PROBLEMS TO SOLVE →
• 1. From the hectorite passage, return the text word for word, starting at "With the name" and ending at "and F− ions.".
• 2. Render this sentence from the hectorite passage into Spanish: "While Granquist's product has the crystal structure similar to natural hectorite it does not have good rheological properties."

TEXT SEGMENT →
With the name “hectorite” has been ascribed to a natural trioctahedral smectite found at Hector, Calif., USA. This clay is an hydrous magnesium silicate having the ideal composition Si₈ Mg₆O₂₀(OH)₄ modified by having a portion of the Mg⁺² and OH⁻ ions replaced by Li+ and F− ions.

The synthesis of hydrous magnesium silicates similar to natural hectorite has been described by Granquist and Pollack in “Clays and Clay minerals” Vol. 8 (Proceedings of the 8^th National Conference on Clays and Clay Minerals) pages 150-169. In the process described by Granquist, gels of magnesium hydroxide and of silica are produced separately, are washed, are combined and are redispersed in water to form a suspension. Lithium hydroxide or lithium fluoride and sodium hydroxide are added to the suspension that is then treated hydrothermally by refluxing it with stirring until a product having a crystal structure similar to that of hectorite is formed.

While Granquist's product has the crystal structure similar to natural hectorite it does not have good rheological properties. Measuring the Bingham Yield Value of an aqueous dispersion of the substance provides a standard yardstick of theological properties of a substance. The term Bingham Yield Value (also known as Bingham Yield Stress, these terms being alternatives for the same property) is referred to in standard works on rheology for example in “Rheology Theory and Applications” F R Eirich (Acad. Press) Vol. 1 (1956) page 658 and “Colloidal Dispersions” L K Fisher (N.Y. Bureau of Standards) 2^nd Edition 1953, pages 150-170 and “The Chemistry and Physics of Clays and other Ceramic Materials” 3^rd Edition, page 463, A B Searle and R W Grimshaw.

RECORDS →
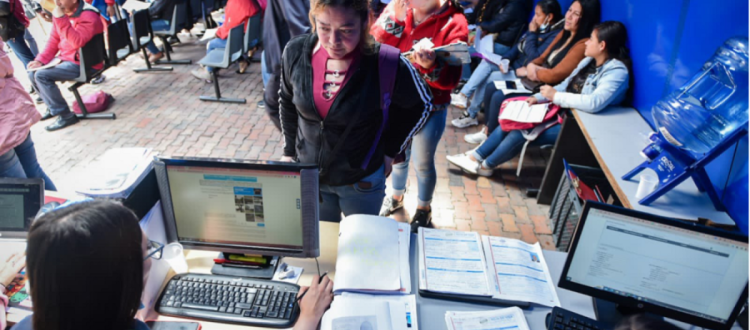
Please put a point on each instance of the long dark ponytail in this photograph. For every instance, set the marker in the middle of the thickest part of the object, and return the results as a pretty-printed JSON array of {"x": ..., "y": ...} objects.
[
  {"x": 590, "y": 16},
  {"x": 615, "y": 36}
]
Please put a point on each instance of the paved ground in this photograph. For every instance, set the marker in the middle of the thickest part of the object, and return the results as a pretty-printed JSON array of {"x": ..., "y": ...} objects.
[{"x": 162, "y": 111}]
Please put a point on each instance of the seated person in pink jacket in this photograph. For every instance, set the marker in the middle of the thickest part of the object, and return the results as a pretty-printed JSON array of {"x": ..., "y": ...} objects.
[{"x": 75, "y": 22}]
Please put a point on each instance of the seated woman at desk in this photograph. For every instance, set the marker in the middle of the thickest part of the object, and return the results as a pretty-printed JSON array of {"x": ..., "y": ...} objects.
[
  {"x": 601, "y": 79},
  {"x": 87, "y": 264},
  {"x": 557, "y": 62}
]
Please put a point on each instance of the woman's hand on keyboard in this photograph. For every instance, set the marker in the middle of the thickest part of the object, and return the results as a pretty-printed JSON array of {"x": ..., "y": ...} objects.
[{"x": 314, "y": 303}]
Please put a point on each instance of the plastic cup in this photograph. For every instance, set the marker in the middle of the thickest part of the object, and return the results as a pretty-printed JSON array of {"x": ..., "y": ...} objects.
[
  {"x": 648, "y": 183},
  {"x": 173, "y": 254},
  {"x": 505, "y": 64}
]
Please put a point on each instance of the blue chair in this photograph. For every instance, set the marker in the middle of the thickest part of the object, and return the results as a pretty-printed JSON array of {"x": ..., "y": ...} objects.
[{"x": 222, "y": 58}]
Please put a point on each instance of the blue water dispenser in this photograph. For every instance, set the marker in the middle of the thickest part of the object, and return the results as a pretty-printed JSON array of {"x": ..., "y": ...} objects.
[{"x": 698, "y": 122}]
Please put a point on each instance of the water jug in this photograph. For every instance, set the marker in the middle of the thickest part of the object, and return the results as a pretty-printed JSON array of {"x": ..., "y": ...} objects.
[{"x": 711, "y": 105}]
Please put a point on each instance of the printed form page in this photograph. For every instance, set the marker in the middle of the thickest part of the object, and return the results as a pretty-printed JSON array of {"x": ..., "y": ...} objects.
[
  {"x": 237, "y": 206},
  {"x": 452, "y": 262},
  {"x": 520, "y": 271}
]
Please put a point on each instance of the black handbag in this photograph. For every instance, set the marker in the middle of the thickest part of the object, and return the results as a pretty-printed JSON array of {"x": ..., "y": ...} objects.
[{"x": 10, "y": 27}]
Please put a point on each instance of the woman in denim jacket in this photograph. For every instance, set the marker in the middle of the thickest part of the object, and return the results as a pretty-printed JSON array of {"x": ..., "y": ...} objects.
[{"x": 601, "y": 79}]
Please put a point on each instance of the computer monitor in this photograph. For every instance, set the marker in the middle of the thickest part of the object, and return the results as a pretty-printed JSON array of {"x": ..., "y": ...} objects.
[
  {"x": 676, "y": 269},
  {"x": 20, "y": 201},
  {"x": 235, "y": 206}
]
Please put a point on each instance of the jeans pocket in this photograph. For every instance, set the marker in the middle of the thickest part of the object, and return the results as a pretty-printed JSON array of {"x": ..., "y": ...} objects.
[{"x": 372, "y": 182}]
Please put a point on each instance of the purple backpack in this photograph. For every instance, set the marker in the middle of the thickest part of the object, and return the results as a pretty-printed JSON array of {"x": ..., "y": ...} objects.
[{"x": 388, "y": 64}]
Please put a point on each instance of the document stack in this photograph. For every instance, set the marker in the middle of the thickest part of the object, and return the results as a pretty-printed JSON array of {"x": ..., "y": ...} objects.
[
  {"x": 373, "y": 279},
  {"x": 117, "y": 172},
  {"x": 507, "y": 318},
  {"x": 467, "y": 264}
]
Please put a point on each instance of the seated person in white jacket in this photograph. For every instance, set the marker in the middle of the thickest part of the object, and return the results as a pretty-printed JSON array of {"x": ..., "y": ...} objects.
[{"x": 601, "y": 79}]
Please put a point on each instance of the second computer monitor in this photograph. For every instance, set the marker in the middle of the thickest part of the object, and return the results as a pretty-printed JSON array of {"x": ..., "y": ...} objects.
[
  {"x": 241, "y": 207},
  {"x": 667, "y": 267}
]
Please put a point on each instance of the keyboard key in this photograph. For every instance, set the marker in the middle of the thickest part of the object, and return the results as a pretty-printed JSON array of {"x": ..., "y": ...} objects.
[{"x": 200, "y": 307}]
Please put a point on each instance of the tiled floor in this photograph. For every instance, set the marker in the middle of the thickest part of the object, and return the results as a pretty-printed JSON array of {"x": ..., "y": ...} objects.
[{"x": 162, "y": 111}]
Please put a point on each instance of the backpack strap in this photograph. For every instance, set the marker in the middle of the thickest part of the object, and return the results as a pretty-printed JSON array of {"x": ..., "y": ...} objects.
[{"x": 388, "y": 59}]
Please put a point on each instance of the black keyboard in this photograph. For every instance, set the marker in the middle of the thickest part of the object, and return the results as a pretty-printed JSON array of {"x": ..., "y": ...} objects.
[
  {"x": 563, "y": 319},
  {"x": 229, "y": 299}
]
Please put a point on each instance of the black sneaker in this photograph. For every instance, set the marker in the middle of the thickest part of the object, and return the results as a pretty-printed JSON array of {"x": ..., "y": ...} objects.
[
  {"x": 390, "y": 206},
  {"x": 421, "y": 219}
]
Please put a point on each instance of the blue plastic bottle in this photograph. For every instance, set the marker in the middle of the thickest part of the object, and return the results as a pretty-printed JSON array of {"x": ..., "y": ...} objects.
[{"x": 711, "y": 105}]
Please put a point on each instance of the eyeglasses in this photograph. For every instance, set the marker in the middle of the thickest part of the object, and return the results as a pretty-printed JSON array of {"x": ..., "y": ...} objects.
[{"x": 155, "y": 250}]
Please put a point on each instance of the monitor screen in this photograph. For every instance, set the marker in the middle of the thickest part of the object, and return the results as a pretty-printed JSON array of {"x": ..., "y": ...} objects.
[
  {"x": 20, "y": 200},
  {"x": 241, "y": 208},
  {"x": 658, "y": 263}
]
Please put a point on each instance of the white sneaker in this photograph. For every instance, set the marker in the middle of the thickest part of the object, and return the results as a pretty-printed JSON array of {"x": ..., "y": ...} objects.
[
  {"x": 459, "y": 100},
  {"x": 475, "y": 138},
  {"x": 464, "y": 162},
  {"x": 464, "y": 121}
]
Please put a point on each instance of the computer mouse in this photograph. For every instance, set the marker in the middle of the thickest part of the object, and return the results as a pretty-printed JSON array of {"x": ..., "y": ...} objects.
[{"x": 46, "y": 208}]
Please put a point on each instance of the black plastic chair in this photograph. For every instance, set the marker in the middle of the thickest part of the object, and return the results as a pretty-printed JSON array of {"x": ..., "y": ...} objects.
[
  {"x": 142, "y": 35},
  {"x": 179, "y": 22},
  {"x": 91, "y": 54},
  {"x": 118, "y": 39},
  {"x": 222, "y": 58}
]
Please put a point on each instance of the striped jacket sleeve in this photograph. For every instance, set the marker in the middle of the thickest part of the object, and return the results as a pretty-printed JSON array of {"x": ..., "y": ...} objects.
[{"x": 411, "y": 105}]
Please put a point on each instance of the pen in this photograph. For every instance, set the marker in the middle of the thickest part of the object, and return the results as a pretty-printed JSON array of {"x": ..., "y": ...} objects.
[{"x": 319, "y": 280}]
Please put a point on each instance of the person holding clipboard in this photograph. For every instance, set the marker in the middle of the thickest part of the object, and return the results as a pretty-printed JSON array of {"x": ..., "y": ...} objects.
[{"x": 600, "y": 80}]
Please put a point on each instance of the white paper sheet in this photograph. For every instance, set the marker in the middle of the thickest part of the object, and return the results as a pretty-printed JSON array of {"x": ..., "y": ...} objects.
[
  {"x": 368, "y": 254},
  {"x": 373, "y": 314},
  {"x": 409, "y": 302},
  {"x": 520, "y": 271},
  {"x": 404, "y": 241},
  {"x": 507, "y": 318},
  {"x": 452, "y": 262},
  {"x": 520, "y": 111}
]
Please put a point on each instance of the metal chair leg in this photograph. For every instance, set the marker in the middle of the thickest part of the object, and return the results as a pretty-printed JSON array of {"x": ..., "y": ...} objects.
[{"x": 218, "y": 97}]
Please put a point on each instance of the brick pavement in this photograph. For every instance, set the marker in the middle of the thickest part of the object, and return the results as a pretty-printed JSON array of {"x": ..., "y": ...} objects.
[{"x": 162, "y": 111}]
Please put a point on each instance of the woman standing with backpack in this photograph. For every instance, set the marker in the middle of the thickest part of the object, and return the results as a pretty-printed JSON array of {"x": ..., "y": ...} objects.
[
  {"x": 331, "y": 114},
  {"x": 17, "y": 115},
  {"x": 403, "y": 24}
]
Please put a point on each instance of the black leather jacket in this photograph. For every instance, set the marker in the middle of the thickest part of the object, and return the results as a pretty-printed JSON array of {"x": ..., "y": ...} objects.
[{"x": 310, "y": 139}]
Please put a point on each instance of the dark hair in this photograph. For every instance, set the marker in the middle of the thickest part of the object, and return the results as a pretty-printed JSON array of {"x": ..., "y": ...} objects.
[
  {"x": 590, "y": 16},
  {"x": 551, "y": 7},
  {"x": 615, "y": 36},
  {"x": 644, "y": 322},
  {"x": 360, "y": 7},
  {"x": 85, "y": 267}
]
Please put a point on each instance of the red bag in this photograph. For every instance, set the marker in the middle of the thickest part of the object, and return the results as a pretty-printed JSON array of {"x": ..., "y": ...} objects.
[
  {"x": 510, "y": 125},
  {"x": 97, "y": 102}
]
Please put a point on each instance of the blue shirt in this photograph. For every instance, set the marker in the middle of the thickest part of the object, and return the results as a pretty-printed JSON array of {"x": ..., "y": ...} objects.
[{"x": 25, "y": 324}]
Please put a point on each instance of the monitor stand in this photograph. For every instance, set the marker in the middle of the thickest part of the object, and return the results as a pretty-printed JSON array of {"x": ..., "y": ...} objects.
[
  {"x": 611, "y": 313},
  {"x": 260, "y": 272}
]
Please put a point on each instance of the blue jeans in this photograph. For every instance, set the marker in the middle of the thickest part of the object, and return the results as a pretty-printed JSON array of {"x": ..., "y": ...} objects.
[
  {"x": 22, "y": 50},
  {"x": 20, "y": 162},
  {"x": 482, "y": 71},
  {"x": 423, "y": 148},
  {"x": 357, "y": 198},
  {"x": 264, "y": 69},
  {"x": 45, "y": 83},
  {"x": 214, "y": 44},
  {"x": 157, "y": 25},
  {"x": 502, "y": 146}
]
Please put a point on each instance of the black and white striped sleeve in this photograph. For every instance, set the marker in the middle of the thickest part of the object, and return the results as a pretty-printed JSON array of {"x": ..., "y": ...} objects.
[{"x": 410, "y": 108}]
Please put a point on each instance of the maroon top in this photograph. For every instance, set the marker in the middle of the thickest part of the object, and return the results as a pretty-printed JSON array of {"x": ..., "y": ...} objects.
[{"x": 322, "y": 96}]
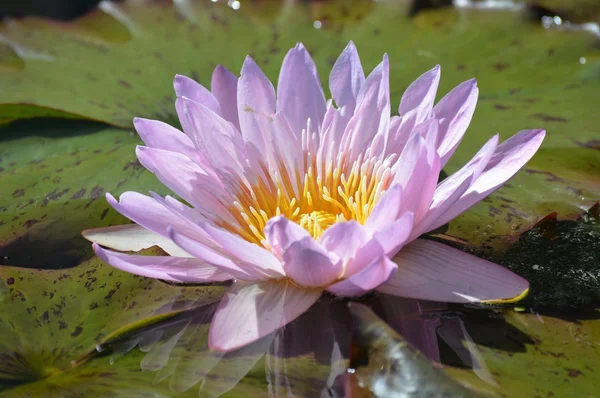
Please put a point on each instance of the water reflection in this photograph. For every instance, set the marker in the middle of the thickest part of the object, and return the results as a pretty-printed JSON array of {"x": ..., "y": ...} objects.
[{"x": 307, "y": 357}]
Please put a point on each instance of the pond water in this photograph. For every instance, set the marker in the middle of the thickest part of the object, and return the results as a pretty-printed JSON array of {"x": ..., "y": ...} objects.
[{"x": 71, "y": 326}]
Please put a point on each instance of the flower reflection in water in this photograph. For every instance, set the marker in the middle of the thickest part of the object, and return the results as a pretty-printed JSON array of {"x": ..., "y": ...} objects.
[{"x": 307, "y": 357}]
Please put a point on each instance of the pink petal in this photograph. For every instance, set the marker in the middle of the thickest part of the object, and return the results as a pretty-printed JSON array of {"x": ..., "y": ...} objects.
[
  {"x": 386, "y": 210},
  {"x": 508, "y": 158},
  {"x": 216, "y": 138},
  {"x": 416, "y": 171},
  {"x": 299, "y": 92},
  {"x": 251, "y": 311},
  {"x": 344, "y": 239},
  {"x": 255, "y": 96},
  {"x": 281, "y": 233},
  {"x": 186, "y": 87},
  {"x": 454, "y": 186},
  {"x": 368, "y": 279},
  {"x": 346, "y": 78},
  {"x": 309, "y": 264},
  {"x": 224, "y": 88},
  {"x": 394, "y": 236},
  {"x": 159, "y": 135},
  {"x": 175, "y": 269},
  {"x": 150, "y": 214},
  {"x": 372, "y": 114},
  {"x": 245, "y": 252},
  {"x": 184, "y": 177},
  {"x": 455, "y": 111},
  {"x": 202, "y": 251},
  {"x": 430, "y": 270},
  {"x": 132, "y": 237},
  {"x": 420, "y": 95}
]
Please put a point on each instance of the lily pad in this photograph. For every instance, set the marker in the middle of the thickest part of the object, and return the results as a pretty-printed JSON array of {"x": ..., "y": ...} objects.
[
  {"x": 117, "y": 62},
  {"x": 50, "y": 320},
  {"x": 550, "y": 355},
  {"x": 54, "y": 176}
]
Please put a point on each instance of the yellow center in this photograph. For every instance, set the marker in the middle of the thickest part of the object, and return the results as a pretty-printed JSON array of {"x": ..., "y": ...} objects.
[{"x": 341, "y": 192}]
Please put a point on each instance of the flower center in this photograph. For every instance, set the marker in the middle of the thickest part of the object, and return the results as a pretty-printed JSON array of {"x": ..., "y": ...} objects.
[{"x": 335, "y": 192}]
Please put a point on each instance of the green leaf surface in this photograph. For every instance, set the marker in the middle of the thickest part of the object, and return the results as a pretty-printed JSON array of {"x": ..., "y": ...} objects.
[
  {"x": 51, "y": 319},
  {"x": 118, "y": 62},
  {"x": 54, "y": 176},
  {"x": 554, "y": 354}
]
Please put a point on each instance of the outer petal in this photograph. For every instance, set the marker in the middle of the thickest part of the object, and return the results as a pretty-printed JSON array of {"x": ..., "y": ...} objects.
[
  {"x": 299, "y": 92},
  {"x": 430, "y": 270},
  {"x": 244, "y": 251},
  {"x": 369, "y": 278},
  {"x": 386, "y": 210},
  {"x": 224, "y": 88},
  {"x": 453, "y": 187},
  {"x": 183, "y": 177},
  {"x": 346, "y": 78},
  {"x": 151, "y": 214},
  {"x": 372, "y": 114},
  {"x": 159, "y": 135},
  {"x": 186, "y": 87},
  {"x": 208, "y": 254},
  {"x": 132, "y": 237},
  {"x": 508, "y": 158},
  {"x": 175, "y": 269},
  {"x": 395, "y": 235},
  {"x": 455, "y": 111},
  {"x": 255, "y": 96},
  {"x": 281, "y": 233},
  {"x": 308, "y": 264},
  {"x": 251, "y": 311},
  {"x": 420, "y": 95}
]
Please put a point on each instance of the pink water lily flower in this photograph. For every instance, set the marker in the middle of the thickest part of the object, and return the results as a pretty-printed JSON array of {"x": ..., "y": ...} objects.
[{"x": 292, "y": 195}]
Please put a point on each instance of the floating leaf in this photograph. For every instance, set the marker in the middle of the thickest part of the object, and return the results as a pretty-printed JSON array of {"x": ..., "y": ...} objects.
[
  {"x": 54, "y": 176},
  {"x": 118, "y": 62},
  {"x": 51, "y": 319},
  {"x": 393, "y": 367}
]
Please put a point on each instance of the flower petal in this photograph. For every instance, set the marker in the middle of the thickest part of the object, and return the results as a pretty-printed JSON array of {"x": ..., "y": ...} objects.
[
  {"x": 281, "y": 233},
  {"x": 386, "y": 209},
  {"x": 420, "y": 95},
  {"x": 248, "y": 312},
  {"x": 214, "y": 137},
  {"x": 240, "y": 249},
  {"x": 132, "y": 237},
  {"x": 372, "y": 114},
  {"x": 454, "y": 186},
  {"x": 175, "y": 269},
  {"x": 508, "y": 158},
  {"x": 430, "y": 270},
  {"x": 159, "y": 135},
  {"x": 455, "y": 111},
  {"x": 368, "y": 279},
  {"x": 394, "y": 236},
  {"x": 150, "y": 214},
  {"x": 309, "y": 264},
  {"x": 184, "y": 177},
  {"x": 186, "y": 87},
  {"x": 255, "y": 96},
  {"x": 299, "y": 92},
  {"x": 202, "y": 251},
  {"x": 346, "y": 78},
  {"x": 224, "y": 88}
]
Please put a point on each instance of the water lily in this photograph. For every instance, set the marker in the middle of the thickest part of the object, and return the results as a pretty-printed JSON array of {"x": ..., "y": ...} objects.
[{"x": 292, "y": 195}]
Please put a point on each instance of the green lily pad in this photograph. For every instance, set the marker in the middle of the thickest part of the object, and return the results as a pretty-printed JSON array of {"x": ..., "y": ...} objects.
[
  {"x": 118, "y": 62},
  {"x": 555, "y": 354},
  {"x": 50, "y": 320},
  {"x": 54, "y": 176}
]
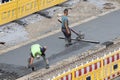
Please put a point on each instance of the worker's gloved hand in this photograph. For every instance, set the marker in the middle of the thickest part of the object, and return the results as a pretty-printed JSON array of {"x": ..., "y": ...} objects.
[
  {"x": 47, "y": 66},
  {"x": 29, "y": 66}
]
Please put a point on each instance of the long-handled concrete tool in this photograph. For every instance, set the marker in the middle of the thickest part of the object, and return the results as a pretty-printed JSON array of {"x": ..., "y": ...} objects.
[
  {"x": 77, "y": 39},
  {"x": 80, "y": 36}
]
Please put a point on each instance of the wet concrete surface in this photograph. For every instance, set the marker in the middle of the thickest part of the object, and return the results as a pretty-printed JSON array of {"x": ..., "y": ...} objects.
[{"x": 102, "y": 29}]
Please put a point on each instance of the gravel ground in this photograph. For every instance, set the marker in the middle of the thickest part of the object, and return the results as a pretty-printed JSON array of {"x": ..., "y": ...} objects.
[{"x": 79, "y": 10}]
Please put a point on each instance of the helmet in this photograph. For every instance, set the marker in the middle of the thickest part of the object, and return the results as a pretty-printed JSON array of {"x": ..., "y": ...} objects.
[{"x": 43, "y": 49}]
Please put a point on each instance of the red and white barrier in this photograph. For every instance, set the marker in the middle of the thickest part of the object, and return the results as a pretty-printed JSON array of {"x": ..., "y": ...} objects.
[
  {"x": 111, "y": 59},
  {"x": 87, "y": 69},
  {"x": 112, "y": 76},
  {"x": 67, "y": 77}
]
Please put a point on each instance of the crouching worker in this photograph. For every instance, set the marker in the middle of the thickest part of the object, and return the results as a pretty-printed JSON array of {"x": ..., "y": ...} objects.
[{"x": 37, "y": 51}]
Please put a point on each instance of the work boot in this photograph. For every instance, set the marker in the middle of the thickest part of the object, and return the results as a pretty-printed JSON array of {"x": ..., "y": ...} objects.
[
  {"x": 33, "y": 69},
  {"x": 47, "y": 66}
]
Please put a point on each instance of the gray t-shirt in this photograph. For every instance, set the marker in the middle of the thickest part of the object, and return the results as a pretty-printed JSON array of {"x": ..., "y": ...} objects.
[{"x": 64, "y": 19}]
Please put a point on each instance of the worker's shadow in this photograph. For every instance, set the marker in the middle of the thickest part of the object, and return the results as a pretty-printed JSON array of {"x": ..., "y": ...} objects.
[{"x": 61, "y": 55}]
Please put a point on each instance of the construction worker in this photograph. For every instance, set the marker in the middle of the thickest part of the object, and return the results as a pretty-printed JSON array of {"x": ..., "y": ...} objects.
[
  {"x": 65, "y": 27},
  {"x": 37, "y": 51}
]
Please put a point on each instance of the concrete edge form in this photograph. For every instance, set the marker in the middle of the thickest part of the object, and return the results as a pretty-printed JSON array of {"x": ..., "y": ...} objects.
[
  {"x": 72, "y": 60},
  {"x": 56, "y": 31}
]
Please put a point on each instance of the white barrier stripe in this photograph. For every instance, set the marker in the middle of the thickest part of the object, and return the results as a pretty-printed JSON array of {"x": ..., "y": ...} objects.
[
  {"x": 82, "y": 70},
  {"x": 77, "y": 73},
  {"x": 118, "y": 56},
  {"x": 88, "y": 69},
  {"x": 105, "y": 61},
  {"x": 111, "y": 76},
  {"x": 116, "y": 75},
  {"x": 106, "y": 78},
  {"x": 85, "y": 70},
  {"x": 115, "y": 57},
  {"x": 64, "y": 78},
  {"x": 98, "y": 65},
  {"x": 112, "y": 58},
  {"x": 70, "y": 77},
  {"x": 93, "y": 67}
]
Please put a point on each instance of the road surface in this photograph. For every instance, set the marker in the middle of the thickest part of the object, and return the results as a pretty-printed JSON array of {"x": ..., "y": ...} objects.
[{"x": 102, "y": 29}]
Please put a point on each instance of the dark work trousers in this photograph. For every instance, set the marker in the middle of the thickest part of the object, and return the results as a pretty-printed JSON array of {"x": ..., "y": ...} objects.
[
  {"x": 45, "y": 59},
  {"x": 4, "y": 1},
  {"x": 67, "y": 36}
]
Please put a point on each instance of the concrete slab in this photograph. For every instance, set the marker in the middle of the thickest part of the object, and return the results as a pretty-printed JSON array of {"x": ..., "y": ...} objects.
[{"x": 101, "y": 29}]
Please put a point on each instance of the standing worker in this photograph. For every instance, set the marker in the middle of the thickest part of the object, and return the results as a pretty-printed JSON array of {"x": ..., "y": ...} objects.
[
  {"x": 37, "y": 51},
  {"x": 65, "y": 27}
]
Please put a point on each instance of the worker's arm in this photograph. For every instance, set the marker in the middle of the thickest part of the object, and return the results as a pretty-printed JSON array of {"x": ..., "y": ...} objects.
[
  {"x": 67, "y": 28},
  {"x": 30, "y": 62}
]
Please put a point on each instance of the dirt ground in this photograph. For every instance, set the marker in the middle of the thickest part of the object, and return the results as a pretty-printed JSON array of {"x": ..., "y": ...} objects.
[{"x": 78, "y": 11}]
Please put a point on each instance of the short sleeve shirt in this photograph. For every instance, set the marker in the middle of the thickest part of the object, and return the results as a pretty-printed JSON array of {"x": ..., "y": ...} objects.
[
  {"x": 64, "y": 19},
  {"x": 36, "y": 48}
]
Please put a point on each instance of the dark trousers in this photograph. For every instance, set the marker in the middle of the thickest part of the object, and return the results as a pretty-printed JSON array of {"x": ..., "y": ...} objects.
[
  {"x": 4, "y": 1},
  {"x": 67, "y": 36}
]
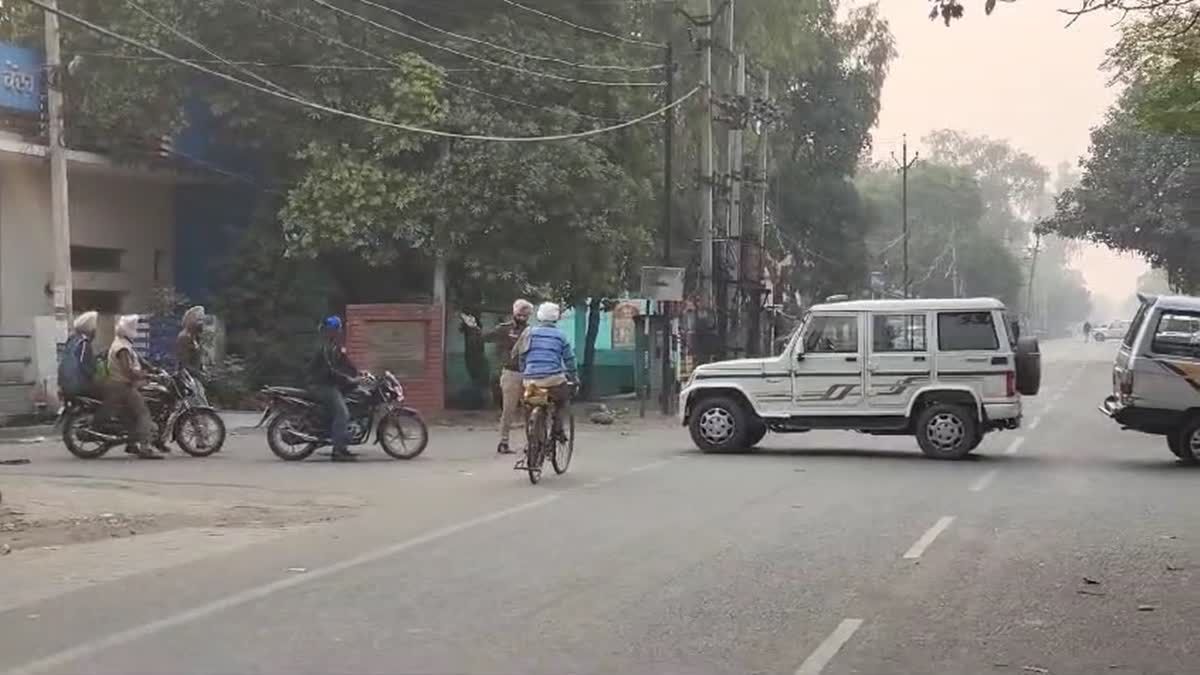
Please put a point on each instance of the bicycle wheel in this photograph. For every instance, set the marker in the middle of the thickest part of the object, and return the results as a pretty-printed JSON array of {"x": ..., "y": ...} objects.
[
  {"x": 563, "y": 452},
  {"x": 537, "y": 431}
]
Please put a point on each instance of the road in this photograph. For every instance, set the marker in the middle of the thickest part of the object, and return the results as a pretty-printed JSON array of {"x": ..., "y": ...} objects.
[{"x": 1066, "y": 547}]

RESPONSES FOR EACH TASK →
• 1.
With the name “hectorite” has been ascribed to a natural trioctahedral smectite found at Hector, Calif., USA. This clay is an hydrous magnesium silicate having the ideal composition Si₈ Mg₆O₂₀(OH)₄ modified by having a portion of the Mg⁺² and OH⁻ ions replaced by Li+ and F− ions.

• 2. Aunque el producto de Granquist tiene una estructura cristalina similar a la de la hectorita natural, no tiene buenas propiedades reológicas.